**Work required**
Where a line below holds the string "ceiling", count it; then give the total without any other words.

**Region pointing data**
Start of Block
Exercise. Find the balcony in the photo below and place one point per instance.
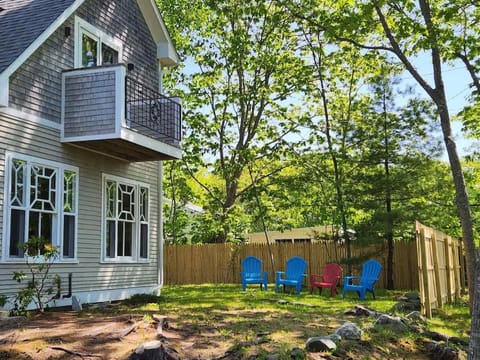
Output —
(108, 112)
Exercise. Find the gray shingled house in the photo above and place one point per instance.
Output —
(84, 132)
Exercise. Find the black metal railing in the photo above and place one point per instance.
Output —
(151, 113)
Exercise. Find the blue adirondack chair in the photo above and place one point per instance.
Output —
(365, 282)
(252, 273)
(293, 274)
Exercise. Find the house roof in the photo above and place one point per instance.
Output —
(16, 33)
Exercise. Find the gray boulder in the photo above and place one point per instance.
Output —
(394, 323)
(320, 344)
(349, 331)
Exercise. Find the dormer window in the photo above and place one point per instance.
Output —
(93, 47)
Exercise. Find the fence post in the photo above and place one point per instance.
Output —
(456, 269)
(436, 271)
(448, 268)
(424, 270)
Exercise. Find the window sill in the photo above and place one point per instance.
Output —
(125, 261)
(22, 261)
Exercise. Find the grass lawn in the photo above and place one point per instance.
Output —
(223, 322)
(257, 322)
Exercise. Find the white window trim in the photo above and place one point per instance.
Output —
(83, 27)
(58, 241)
(136, 245)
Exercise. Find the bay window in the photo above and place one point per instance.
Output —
(40, 201)
(125, 219)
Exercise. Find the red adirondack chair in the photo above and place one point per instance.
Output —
(329, 279)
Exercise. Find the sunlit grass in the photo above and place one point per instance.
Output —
(288, 320)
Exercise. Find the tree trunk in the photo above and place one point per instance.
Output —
(474, 345)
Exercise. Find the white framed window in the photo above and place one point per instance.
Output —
(93, 47)
(125, 219)
(41, 199)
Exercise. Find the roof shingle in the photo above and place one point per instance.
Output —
(23, 21)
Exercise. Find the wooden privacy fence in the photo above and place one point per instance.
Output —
(221, 263)
(441, 268)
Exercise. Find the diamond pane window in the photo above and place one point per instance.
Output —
(125, 219)
(36, 186)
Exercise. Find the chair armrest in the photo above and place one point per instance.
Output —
(348, 279)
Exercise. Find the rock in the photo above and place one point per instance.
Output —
(272, 357)
(416, 317)
(408, 302)
(334, 337)
(349, 331)
(393, 323)
(412, 295)
(153, 350)
(76, 304)
(441, 352)
(360, 310)
(320, 344)
(297, 354)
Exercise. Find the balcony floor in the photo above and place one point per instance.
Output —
(126, 150)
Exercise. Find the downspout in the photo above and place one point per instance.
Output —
(159, 226)
(160, 203)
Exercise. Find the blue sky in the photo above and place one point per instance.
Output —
(456, 81)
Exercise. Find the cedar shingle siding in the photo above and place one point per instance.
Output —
(92, 111)
(36, 86)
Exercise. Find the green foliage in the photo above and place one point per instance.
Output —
(41, 287)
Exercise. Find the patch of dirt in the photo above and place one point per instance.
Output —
(70, 335)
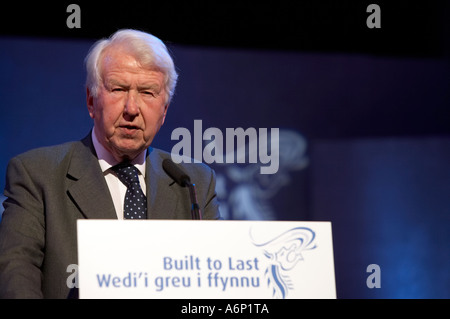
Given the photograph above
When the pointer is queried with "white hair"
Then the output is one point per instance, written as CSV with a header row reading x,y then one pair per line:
x,y
147,49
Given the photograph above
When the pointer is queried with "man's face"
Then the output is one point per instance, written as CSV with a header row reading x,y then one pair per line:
x,y
130,106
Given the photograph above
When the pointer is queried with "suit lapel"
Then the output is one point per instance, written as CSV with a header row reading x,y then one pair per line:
x,y
161,199
89,190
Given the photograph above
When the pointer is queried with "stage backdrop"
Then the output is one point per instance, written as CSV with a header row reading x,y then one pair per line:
x,y
363,143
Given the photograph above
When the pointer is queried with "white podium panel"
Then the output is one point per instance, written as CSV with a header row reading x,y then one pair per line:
x,y
205,259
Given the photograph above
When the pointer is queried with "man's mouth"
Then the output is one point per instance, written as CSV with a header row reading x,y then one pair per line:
x,y
129,129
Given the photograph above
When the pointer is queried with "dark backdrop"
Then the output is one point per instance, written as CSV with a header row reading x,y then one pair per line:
x,y
363,115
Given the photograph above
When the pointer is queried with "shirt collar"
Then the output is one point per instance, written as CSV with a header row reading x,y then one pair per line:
x,y
106,160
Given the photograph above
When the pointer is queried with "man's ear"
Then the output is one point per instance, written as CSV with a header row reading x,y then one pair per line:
x,y
165,113
90,102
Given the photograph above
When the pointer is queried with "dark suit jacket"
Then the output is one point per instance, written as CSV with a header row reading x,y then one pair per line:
x,y
49,188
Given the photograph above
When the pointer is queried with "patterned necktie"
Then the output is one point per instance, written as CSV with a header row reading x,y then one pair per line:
x,y
135,204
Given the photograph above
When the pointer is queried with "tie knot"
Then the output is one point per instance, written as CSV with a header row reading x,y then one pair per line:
x,y
127,173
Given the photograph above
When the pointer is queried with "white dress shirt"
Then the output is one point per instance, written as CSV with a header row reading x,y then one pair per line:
x,y
116,187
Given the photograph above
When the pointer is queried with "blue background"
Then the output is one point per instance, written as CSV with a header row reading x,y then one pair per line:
x,y
371,132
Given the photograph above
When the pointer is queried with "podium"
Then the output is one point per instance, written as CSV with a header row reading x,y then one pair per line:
x,y
202,259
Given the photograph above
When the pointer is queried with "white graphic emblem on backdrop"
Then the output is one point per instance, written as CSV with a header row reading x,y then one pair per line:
x,y
284,252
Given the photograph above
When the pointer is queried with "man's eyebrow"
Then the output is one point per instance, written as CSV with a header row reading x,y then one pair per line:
x,y
149,86
116,82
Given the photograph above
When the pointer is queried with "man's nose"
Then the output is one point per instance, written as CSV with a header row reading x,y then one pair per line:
x,y
131,104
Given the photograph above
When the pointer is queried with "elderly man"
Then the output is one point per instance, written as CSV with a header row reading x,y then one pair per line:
x,y
130,82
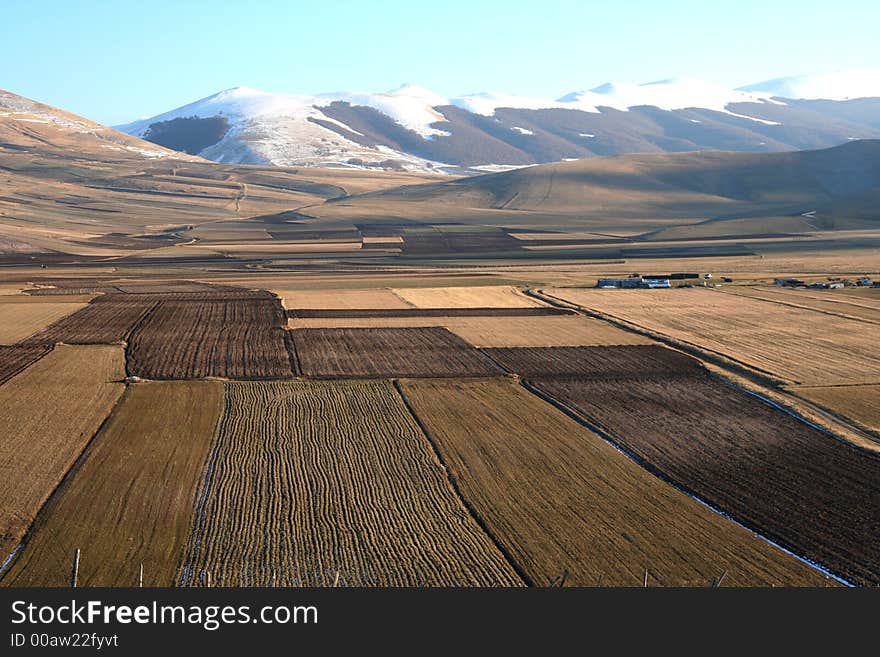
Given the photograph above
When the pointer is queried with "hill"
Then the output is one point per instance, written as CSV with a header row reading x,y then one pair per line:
x,y
416,129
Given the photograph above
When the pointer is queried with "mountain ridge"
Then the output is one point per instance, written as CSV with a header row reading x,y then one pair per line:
x,y
413,128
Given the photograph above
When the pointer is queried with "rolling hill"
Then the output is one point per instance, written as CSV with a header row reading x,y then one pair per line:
x,y
414,128
826,189
72,186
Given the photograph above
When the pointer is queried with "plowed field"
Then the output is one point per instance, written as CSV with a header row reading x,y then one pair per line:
x,y
239,339
368,352
48,413
132,500
564,501
312,484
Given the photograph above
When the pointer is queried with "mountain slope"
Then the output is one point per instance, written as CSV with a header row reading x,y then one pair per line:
x,y
413,128
645,193
72,186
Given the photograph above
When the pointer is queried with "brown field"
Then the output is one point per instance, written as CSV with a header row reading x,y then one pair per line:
x,y
540,332
15,358
12,289
489,296
102,322
859,403
48,413
239,339
561,500
340,299
19,320
375,313
630,362
19,299
368,322
413,352
815,495
491,331
155,459
845,306
798,346
365,501
273,248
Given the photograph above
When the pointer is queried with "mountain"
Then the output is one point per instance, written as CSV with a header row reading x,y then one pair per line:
x,y
412,128
841,85
72,186
712,193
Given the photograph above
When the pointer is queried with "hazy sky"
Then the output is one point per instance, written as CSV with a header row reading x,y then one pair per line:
x,y
115,61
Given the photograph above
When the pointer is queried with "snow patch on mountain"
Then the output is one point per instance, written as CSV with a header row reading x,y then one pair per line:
x,y
840,85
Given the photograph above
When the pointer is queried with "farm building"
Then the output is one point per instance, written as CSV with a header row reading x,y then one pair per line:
x,y
788,282
632,283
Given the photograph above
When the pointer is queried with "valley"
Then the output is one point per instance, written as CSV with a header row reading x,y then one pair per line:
x,y
240,374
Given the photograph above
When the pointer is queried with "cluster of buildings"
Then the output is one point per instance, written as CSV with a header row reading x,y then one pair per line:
x,y
635,281
831,284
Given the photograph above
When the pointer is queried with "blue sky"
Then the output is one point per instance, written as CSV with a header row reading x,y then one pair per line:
x,y
115,61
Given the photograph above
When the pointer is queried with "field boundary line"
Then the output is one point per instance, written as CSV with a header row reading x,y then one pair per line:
x,y
731,365
134,328
71,472
722,360
183,576
609,438
27,365
791,304
793,413
458,492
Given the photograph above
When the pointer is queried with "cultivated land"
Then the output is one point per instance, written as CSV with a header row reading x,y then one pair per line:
x,y
791,344
867,310
540,332
238,339
48,414
859,403
19,320
101,322
131,501
568,506
466,297
13,359
816,495
385,353
494,331
365,500
331,481
341,299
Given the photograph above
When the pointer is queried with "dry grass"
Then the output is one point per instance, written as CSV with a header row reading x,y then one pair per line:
x,y
540,332
547,331
238,339
796,345
561,500
814,494
310,484
489,296
858,403
844,305
48,413
132,500
100,322
14,358
19,320
387,353
340,299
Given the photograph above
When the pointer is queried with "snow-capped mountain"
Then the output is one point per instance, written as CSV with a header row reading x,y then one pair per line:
x,y
842,85
414,128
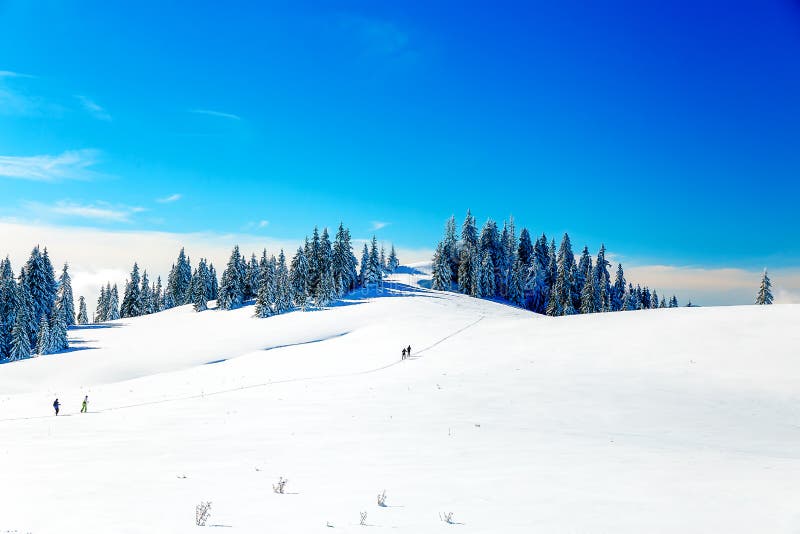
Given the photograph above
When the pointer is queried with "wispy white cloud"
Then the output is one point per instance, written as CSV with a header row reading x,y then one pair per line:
x,y
256,225
69,165
216,114
715,286
376,36
98,211
172,198
93,108
12,74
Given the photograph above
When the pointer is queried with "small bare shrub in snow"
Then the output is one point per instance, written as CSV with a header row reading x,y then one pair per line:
x,y
280,486
447,517
201,513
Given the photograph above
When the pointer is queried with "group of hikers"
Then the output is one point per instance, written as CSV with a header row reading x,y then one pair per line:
x,y
84,405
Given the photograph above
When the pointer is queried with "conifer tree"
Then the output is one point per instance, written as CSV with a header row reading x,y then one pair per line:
x,y
64,295
617,301
299,277
516,286
326,292
525,248
764,295
213,284
538,293
363,271
394,263
441,276
132,299
58,330
199,285
158,295
102,304
283,285
20,338
450,244
588,296
486,282
83,316
584,265
43,342
266,300
146,295
112,310
231,289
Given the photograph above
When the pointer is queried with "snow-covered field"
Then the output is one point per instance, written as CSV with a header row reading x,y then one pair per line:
x,y
675,420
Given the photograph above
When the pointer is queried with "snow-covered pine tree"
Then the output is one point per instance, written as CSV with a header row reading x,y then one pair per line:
x,y
312,254
8,306
43,342
374,274
363,270
565,278
580,273
64,295
525,248
83,316
588,293
326,292
344,262
764,295
631,299
158,295
112,311
283,285
490,243
394,263
146,294
450,244
39,278
516,286
617,301
58,330
251,278
441,276
467,270
266,299
537,296
231,289
299,277
102,305
132,305
486,277
20,337
602,280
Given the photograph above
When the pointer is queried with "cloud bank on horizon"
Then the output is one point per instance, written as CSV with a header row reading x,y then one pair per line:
x,y
668,132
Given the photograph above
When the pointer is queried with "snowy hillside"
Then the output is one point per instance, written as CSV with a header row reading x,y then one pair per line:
x,y
668,420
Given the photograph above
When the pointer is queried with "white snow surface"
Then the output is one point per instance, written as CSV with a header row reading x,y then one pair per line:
x,y
679,420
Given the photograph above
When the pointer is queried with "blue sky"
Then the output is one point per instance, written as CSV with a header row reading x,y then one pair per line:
x,y
671,132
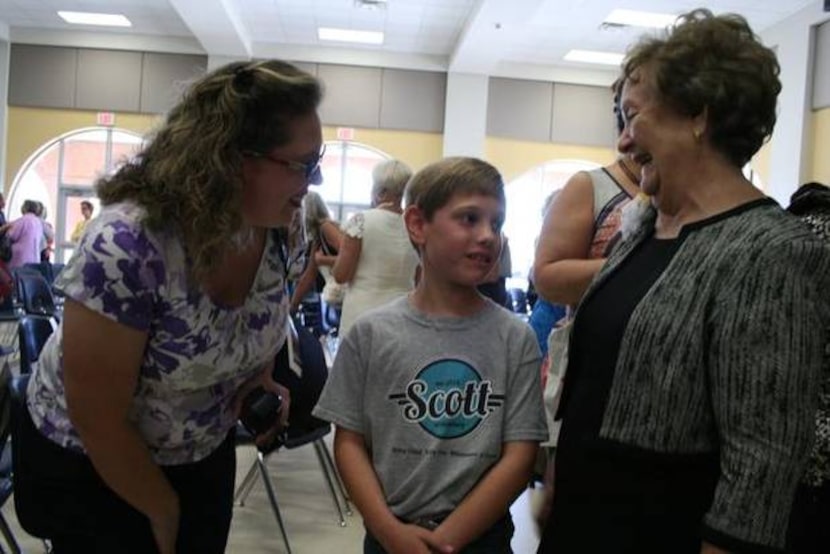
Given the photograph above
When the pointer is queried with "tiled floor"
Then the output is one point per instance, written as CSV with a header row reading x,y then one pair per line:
x,y
307,509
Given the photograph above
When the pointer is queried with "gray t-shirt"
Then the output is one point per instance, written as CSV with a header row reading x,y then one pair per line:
x,y
435,398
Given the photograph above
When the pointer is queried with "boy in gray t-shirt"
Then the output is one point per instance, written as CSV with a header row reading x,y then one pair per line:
x,y
436,396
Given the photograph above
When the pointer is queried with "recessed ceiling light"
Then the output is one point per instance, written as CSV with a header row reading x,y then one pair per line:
x,y
593,56
350,35
90,18
641,19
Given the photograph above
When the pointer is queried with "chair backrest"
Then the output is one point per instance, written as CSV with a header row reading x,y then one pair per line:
x,y
518,300
34,331
305,389
35,294
44,269
5,404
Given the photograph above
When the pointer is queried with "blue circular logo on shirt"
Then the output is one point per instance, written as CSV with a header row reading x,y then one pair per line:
x,y
448,399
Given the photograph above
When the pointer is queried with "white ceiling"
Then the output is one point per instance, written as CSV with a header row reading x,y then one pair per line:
x,y
494,37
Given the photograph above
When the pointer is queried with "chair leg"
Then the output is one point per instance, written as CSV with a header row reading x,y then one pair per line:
x,y
338,480
260,463
245,487
8,536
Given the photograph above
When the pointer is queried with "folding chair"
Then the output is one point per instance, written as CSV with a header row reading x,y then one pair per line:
x,y
33,331
36,294
304,347
6,483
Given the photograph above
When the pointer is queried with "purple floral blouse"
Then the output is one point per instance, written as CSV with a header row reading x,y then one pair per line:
x,y
197,354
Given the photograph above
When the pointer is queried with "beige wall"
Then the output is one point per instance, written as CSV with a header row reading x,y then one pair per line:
x,y
416,149
820,167
514,157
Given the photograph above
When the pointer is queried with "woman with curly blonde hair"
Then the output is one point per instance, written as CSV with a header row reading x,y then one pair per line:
x,y
175,309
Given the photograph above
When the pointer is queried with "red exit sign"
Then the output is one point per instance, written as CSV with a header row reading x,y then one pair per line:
x,y
105,119
345,133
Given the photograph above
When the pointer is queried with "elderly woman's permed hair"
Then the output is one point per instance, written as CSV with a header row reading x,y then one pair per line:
x,y
714,63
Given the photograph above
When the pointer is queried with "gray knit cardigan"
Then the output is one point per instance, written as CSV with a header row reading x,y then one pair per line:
x,y
724,354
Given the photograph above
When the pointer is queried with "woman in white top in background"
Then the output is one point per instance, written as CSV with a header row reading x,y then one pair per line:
x,y
376,258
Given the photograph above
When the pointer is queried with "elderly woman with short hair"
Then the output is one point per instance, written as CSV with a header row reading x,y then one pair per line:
x,y
687,409
376,258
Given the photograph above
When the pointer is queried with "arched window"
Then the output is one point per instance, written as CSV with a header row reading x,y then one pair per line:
x,y
526,196
347,177
62,173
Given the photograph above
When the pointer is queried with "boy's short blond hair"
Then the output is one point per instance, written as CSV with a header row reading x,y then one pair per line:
x,y
432,187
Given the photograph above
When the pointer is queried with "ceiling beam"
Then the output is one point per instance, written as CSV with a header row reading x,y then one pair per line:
x,y
216,26
491,30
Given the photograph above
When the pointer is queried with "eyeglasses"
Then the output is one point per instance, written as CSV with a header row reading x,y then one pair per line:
x,y
308,169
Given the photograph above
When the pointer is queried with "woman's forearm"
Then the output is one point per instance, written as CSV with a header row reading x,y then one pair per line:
x,y
565,281
123,460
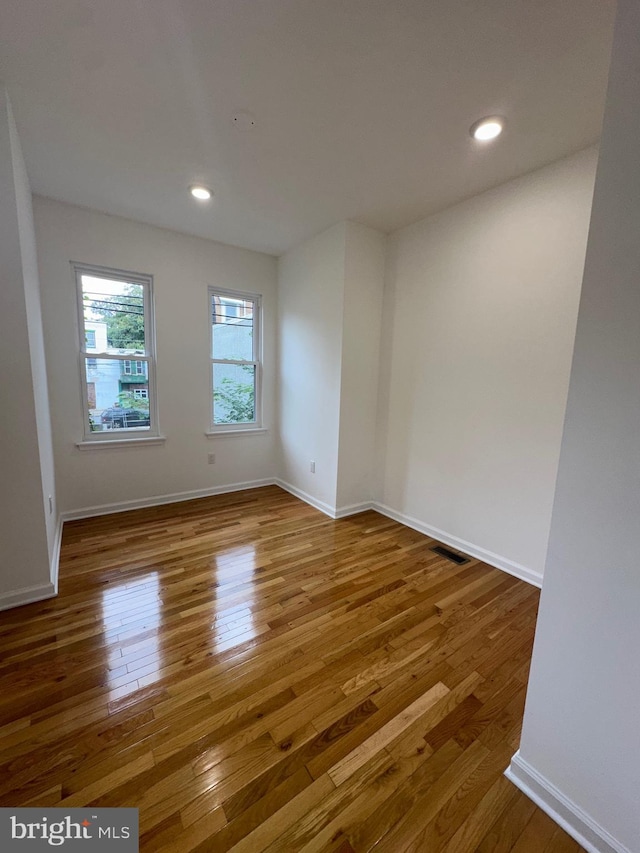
End of Block
**Solution**
3